All entries must be extracted exactly, with nothing added or dropped.

### Exercise materials
***
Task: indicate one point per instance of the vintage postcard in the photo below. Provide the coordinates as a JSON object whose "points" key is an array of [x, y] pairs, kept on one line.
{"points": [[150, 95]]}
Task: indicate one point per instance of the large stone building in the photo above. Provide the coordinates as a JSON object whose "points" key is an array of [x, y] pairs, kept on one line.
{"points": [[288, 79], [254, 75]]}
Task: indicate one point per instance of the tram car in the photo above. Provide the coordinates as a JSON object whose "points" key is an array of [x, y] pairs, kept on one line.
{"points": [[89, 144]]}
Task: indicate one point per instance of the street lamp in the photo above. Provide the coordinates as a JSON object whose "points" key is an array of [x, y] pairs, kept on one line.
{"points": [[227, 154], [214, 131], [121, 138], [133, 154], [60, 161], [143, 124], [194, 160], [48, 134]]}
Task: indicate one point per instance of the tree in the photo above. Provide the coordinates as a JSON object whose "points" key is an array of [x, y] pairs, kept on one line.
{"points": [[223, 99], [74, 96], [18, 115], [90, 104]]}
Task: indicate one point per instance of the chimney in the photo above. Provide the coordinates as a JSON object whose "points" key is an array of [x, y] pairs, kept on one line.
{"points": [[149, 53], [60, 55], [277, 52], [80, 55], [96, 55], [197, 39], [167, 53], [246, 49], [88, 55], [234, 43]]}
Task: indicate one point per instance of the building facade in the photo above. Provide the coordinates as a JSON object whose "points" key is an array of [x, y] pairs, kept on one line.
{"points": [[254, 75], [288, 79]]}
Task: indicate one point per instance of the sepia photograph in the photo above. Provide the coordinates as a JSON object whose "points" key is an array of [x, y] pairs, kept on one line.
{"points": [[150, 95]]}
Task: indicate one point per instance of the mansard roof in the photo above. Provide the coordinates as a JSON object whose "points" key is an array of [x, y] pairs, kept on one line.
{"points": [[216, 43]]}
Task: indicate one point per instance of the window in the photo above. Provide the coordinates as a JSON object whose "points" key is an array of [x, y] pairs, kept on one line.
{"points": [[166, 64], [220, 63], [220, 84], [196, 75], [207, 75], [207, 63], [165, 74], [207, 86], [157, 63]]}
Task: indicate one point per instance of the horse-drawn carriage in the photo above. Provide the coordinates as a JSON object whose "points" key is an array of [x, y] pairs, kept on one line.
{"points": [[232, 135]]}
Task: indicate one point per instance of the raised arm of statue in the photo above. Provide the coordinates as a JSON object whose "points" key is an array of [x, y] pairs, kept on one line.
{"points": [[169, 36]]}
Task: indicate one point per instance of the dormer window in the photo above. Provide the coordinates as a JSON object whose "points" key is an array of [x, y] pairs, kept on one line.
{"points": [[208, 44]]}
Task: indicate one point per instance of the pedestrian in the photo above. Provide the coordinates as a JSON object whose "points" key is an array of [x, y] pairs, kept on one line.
***
### Finished answer
Task: indicate one point per instance of the vintage postcard in the photo below. Provide the coordinates as a JSON object whose "points" key is an array of [x, y] pairs, kept on one line.
{"points": [[150, 95]]}
Task: indicate one point per instance of the large stone building in the photo above. Provide the coordinates as a JSON object whose "points" key is an array of [x, y] pairs, kept on one line.
{"points": [[288, 79], [254, 75]]}
Task: indicate one point per instance of the tram car in the photo above. Provide the coordinates as a JSON object whose "points" key is an array of [x, y] pairs, kept on one line.
{"points": [[89, 144]]}
Task: indicate one point per instance of the street lamp in the photo above. Provide the coordinates as a JSON object whose "points" key is an array of [x, y] pairs, kept on one line.
{"points": [[227, 154], [214, 131], [121, 138], [133, 154], [60, 161], [143, 124], [194, 160], [48, 134]]}
Task: indicate one point per instance of the tree in the photo above. Provide the coordinates as a JSON object whose "points" key is an array of [x, y] pairs, kept on one line.
{"points": [[223, 99], [74, 96], [18, 115], [90, 104]]}
Task: indicate one point per instance of the chimney in the photo above. Provide the coordinates as a JSON object whose "points" key is an array of [x, y] pairs, kept on one line.
{"points": [[149, 53], [60, 55], [277, 52], [80, 55], [96, 55], [197, 39], [167, 53], [246, 49], [88, 55], [234, 43]]}
Task: indicate one point per instance of the building facade in the photo above. Provide the coordinates as a JSON object whose "points" key is an array of [x, y] pairs, kept on one line.
{"points": [[254, 75], [288, 79]]}
Task: indicate one point per instance of the sepia photograph in the photo above. Provide the coordinates as a JSON object whose "points" key is an array of [x, y] pairs, kept on one line.
{"points": [[150, 95]]}
Task: indicate one point per instance of the mansard roof in the photo above. Provide the coordinates as a JSON object whose "points" key is an array of [x, y] pairs, kept on one line.
{"points": [[216, 43]]}
Task: indicate one point per instance of the window in the photo above. Provide the coordinates as a JSON object whose "points" key is an array of [x, y] pairs, kept on one line.
{"points": [[166, 64], [220, 63], [220, 84], [196, 75], [207, 75], [207, 63], [165, 74], [207, 86], [157, 63]]}
Task: indicate one point per instance of the horse-drawn carriage in the photo above. Provide the coordinates as a JSON object whose "points" key is an array of [x, y] pairs, kept on one line.
{"points": [[232, 135]]}
Task: indicate one point per instance of the raised arm of statue in the photo above. Provide the coordinates as a JSON object whose "points" key is an array of [x, y] pairs, kept on one line.
{"points": [[169, 36]]}
Task: indicate one point per instance of the dormer window in the photo above. Provide the coordinates as a JSON object whose "points" key is an array of [x, y] pairs, kept on one line.
{"points": [[208, 44]]}
Task: indicate one point per instance of the pedestrian in the photo above. Provide the coordinates as a JSON object whose "points" key is an array of [x, y] pairs, kept on one line.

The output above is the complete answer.